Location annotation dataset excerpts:
::::::::::
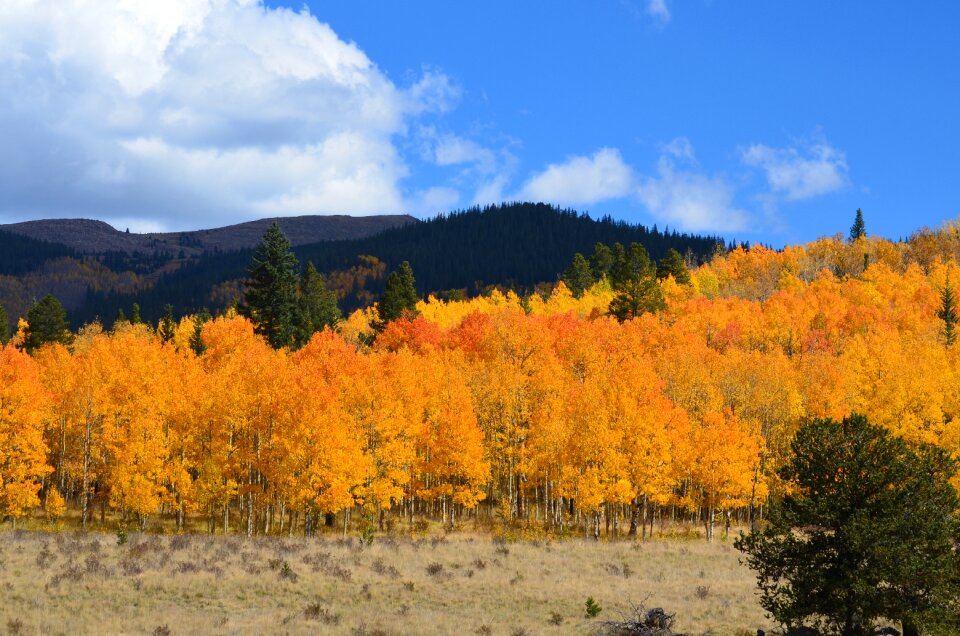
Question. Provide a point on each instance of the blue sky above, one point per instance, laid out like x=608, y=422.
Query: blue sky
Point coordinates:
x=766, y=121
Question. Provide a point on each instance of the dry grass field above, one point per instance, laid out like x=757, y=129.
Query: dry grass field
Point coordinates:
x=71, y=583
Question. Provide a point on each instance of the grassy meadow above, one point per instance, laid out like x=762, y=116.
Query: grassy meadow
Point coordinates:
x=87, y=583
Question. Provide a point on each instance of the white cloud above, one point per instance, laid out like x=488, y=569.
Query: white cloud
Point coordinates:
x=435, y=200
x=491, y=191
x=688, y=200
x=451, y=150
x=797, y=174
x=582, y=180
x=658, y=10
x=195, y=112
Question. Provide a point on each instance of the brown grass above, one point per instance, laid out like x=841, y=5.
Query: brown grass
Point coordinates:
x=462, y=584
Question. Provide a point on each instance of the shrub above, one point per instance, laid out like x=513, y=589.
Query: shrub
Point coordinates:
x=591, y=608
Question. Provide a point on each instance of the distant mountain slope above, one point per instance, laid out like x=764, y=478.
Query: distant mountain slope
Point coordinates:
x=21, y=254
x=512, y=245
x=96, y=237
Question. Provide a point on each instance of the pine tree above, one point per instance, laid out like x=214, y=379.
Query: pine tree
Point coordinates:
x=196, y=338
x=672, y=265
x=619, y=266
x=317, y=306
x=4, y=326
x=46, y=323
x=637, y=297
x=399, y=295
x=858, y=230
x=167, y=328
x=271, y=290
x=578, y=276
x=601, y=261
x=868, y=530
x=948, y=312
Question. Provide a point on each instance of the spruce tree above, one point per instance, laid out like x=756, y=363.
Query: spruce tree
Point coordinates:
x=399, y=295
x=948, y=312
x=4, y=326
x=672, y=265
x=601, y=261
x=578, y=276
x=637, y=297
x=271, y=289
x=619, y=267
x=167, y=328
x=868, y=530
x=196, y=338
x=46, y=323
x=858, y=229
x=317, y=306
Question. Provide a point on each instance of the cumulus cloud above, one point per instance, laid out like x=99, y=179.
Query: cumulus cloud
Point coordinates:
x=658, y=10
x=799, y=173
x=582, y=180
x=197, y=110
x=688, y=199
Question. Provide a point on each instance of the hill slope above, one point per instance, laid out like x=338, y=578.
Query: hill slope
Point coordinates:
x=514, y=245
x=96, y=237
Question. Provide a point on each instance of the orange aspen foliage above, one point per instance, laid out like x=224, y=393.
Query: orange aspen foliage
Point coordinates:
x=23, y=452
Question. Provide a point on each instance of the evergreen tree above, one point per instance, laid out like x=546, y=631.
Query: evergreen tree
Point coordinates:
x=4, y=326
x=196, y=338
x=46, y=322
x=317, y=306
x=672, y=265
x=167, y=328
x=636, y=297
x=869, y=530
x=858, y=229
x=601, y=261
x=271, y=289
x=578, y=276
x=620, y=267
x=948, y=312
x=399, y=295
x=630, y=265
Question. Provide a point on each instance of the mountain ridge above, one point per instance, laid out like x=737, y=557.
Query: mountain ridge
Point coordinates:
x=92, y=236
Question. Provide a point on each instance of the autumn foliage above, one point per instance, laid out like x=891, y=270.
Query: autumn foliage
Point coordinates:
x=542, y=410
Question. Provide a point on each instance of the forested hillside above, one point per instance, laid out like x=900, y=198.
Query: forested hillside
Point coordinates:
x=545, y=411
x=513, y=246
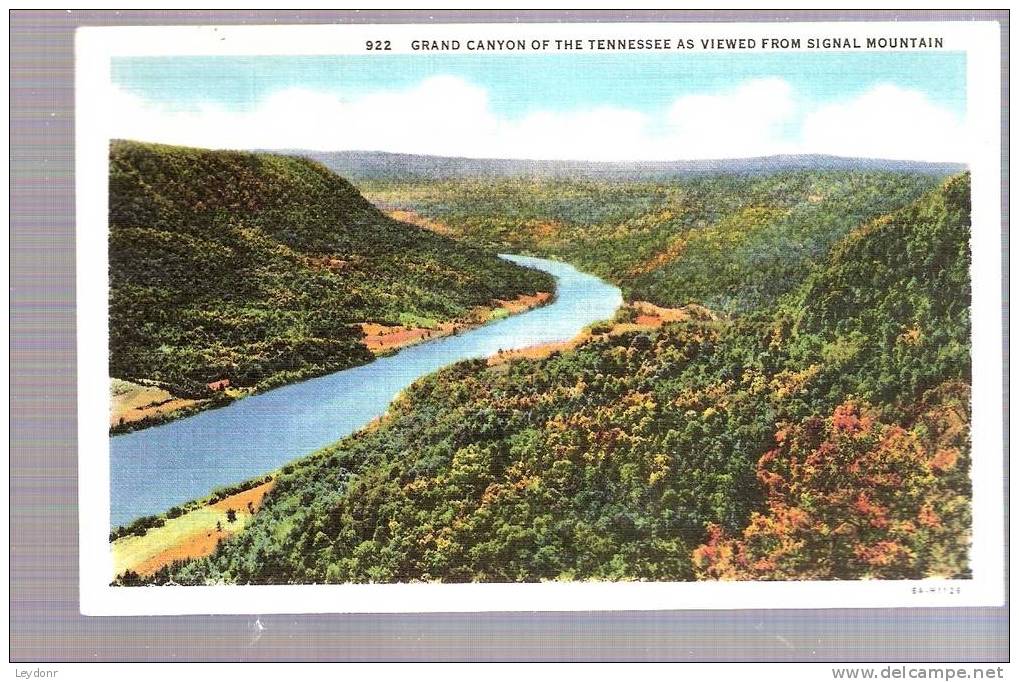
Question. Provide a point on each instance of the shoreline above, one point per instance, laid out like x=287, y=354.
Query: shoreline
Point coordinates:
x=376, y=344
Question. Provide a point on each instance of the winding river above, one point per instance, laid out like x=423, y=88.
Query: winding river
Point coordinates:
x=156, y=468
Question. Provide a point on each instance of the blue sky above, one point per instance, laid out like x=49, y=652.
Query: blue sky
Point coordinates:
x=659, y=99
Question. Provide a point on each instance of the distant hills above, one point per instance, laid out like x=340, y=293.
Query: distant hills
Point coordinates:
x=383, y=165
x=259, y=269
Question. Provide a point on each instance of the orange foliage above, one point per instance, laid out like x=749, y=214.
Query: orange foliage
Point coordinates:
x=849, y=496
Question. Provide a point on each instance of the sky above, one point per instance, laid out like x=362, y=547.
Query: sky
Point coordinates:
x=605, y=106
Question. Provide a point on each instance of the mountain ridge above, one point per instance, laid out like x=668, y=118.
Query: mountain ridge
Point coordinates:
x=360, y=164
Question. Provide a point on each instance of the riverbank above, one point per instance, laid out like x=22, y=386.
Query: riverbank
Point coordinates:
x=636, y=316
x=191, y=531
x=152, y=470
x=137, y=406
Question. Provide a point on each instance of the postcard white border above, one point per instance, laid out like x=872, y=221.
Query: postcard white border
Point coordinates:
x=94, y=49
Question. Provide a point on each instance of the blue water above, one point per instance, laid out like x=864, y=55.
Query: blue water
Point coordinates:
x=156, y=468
::::::::::
> **CHALLENGE**
Convert all the lines above into a numbered list, skipping any blank lines. Leave the pictures out of your answer.

> **RESULT FOR THIS TASK**
1. Question. Provide a point on each instance of the blue sky above, one point per instance, laid out like x=608, y=422.
2. Query: blue sky
3. Point coordinates:
4. x=766, y=121
5. Question. Provide a point on each instance of the dry grass field above, one point per instance, laid out like x=757, y=129.
6. Query: dry grass field
7. Point coordinates:
8. x=71, y=583
9. Question. Provide a point on each instance of the grassy meadow above, one point per instance, laid out like x=762, y=116.
10. Query: grassy meadow
11. Point coordinates:
12. x=87, y=583
13. Question. Provide a point on each instance of the white cloud above, one point per instance, laid out like x=488, y=569.
14. Query: white cloud
15. Point coordinates:
16. x=435, y=200
17. x=491, y=191
18. x=688, y=200
19. x=451, y=150
20. x=797, y=174
21. x=582, y=180
22. x=658, y=10
23. x=195, y=112
24. Question. Provide a point on each instance of the brown grass above, one point per instance, laid out like x=841, y=5.
25. Query: brown grass
26. Point coordinates:
27. x=462, y=584
28. Question. Provide a point on each instance of the shrub above, one point per instance, laid out like x=513, y=589.
29. Query: shrub
30. Point coordinates:
31. x=591, y=608
32. Question. Provide a point on each instance of the distant mountain slope above, one point per instance, laid out like x=764, y=478.
33. Query: distant mountain slope
34. Point coordinates:
35. x=21, y=254
36. x=512, y=245
37. x=96, y=237
38. Question. Provide a point on each instance of the pine tree above, one point per instance, laid out like x=214, y=379.
39. Query: pine tree
40. Point coordinates:
41. x=196, y=338
42. x=672, y=265
43. x=619, y=266
44. x=317, y=306
45. x=4, y=326
46. x=46, y=323
47. x=637, y=297
48. x=399, y=295
49. x=858, y=230
50. x=167, y=328
51. x=271, y=290
52. x=578, y=276
53. x=601, y=261
54. x=868, y=530
55. x=948, y=312
56. Question. Provide a point on each instance of the spruce tree above, one point per instance, laid out like x=756, y=363.
57. Query: spruce tree
58. Point coordinates:
59. x=399, y=295
60. x=948, y=312
61. x=4, y=326
62. x=672, y=265
63. x=601, y=261
64. x=578, y=276
65. x=637, y=297
66. x=271, y=289
67. x=619, y=267
68. x=167, y=328
69. x=868, y=530
70. x=196, y=338
71. x=46, y=323
72. x=858, y=229
73. x=317, y=306
74. Question. Provide a point on each instance of the cumulus cloud above, one point per instance, laid out like x=99, y=179.
75. Query: cumulus cloud
76. Point coordinates:
77. x=658, y=10
78. x=799, y=173
79. x=582, y=180
80. x=197, y=110
81. x=688, y=199
82. Question. Provide a point on each instance of the hill slope above, one point per instance, laid out like x=338, y=578.
83. Query: hill slope
84. Point coordinates:
85. x=514, y=245
86. x=96, y=237
87. Question. Provide a point on each instance of the orange aspen foliage above, one point per instance, laid out like x=224, y=393.
88. Query: orange aspen foliage
89. Point coordinates:
90. x=23, y=452
91. Question. Provide a point on each instance of the evergreen tree above, one point per instance, laid out like x=546, y=631.
92. Query: evergreen tree
93. Point coordinates:
94. x=4, y=326
95. x=196, y=338
96. x=46, y=322
97. x=317, y=306
98. x=672, y=265
99. x=167, y=328
100. x=636, y=297
101. x=869, y=530
102. x=858, y=229
103. x=601, y=261
104. x=271, y=289
105. x=578, y=276
106. x=620, y=267
107. x=948, y=312
108. x=399, y=295
109. x=630, y=265
110. Question. Provide a point on each instance of the mountain ridge above, one point per instance, laid out like x=737, y=557.
111. Query: mountain ridge
112. Point coordinates:
113. x=92, y=236
114. Question. Provide a point on each instance of the autumn foliage above, one point per instance, laid out like x=891, y=270.
115. Query: autumn foliage
116. Point coordinates:
117. x=542, y=410
118. Question. Provide a point on each instance of the forested hillside above, one point per instance, laid out like x=900, y=198.
119. Query: forested hillside
120. Point coordinates:
121. x=545, y=411
122. x=513, y=246
123. Question. Provide a point on each instance of the shoreline above, one point per instance, laid out like x=287, y=354.
124. Query: shoreline
125. Point coordinates:
126. x=376, y=344
127. Question. Provide a point on each instance of the winding river above, one point per instance, laid out like x=423, y=88.
128. Query: winding river
129. Point coordinates:
130. x=156, y=468
131. Question. Provide a point on each instance of the blue sky above, one point per instance, laid out like x=49, y=652.
132. Query: blue sky
133. Point coordinates:
134. x=659, y=99
135. Question. Provide a point on each instance of the distant hills above, one point per instance, laid out like x=340, y=293.
136. Query: distant hills
137. Point coordinates:
138. x=383, y=165
139. x=259, y=269
140. Question. Provide a point on each instance of the orange foliage above, one point per instance, laid out like x=749, y=214.
141. Query: orange foliage
142. Point coordinates:
143. x=849, y=496
144. Question. Provide a point on each instance of the sky above, one point per instance, laid out like x=362, y=547.
145. Query: sky
146. Point coordinates:
147. x=605, y=106
148. Question. Provide a point on each instance of the mountain ridge above, one point per instance, laid out like x=668, y=118.
149. Query: mountain ridge
150. Point coordinates:
151. x=360, y=164
152. Question. Provide a point on each instance of the riverbank above, one point per instance, laid out like x=22, y=386.
153. Query: riverbank
154. Point coordinates:
155. x=636, y=316
156. x=191, y=531
157. x=152, y=470
158. x=137, y=406
159. Question. Provide a point on each instance of the postcard white border above, one point per instance, laid out like x=872, y=221.
160. Query: postcard white border
161. Point coordinates:
162. x=94, y=49
163. Question. Provide a point on each instance of the blue water above, one point per instance, laid out like x=864, y=55.
164. Query: blue water
165. Point coordinates:
166. x=156, y=468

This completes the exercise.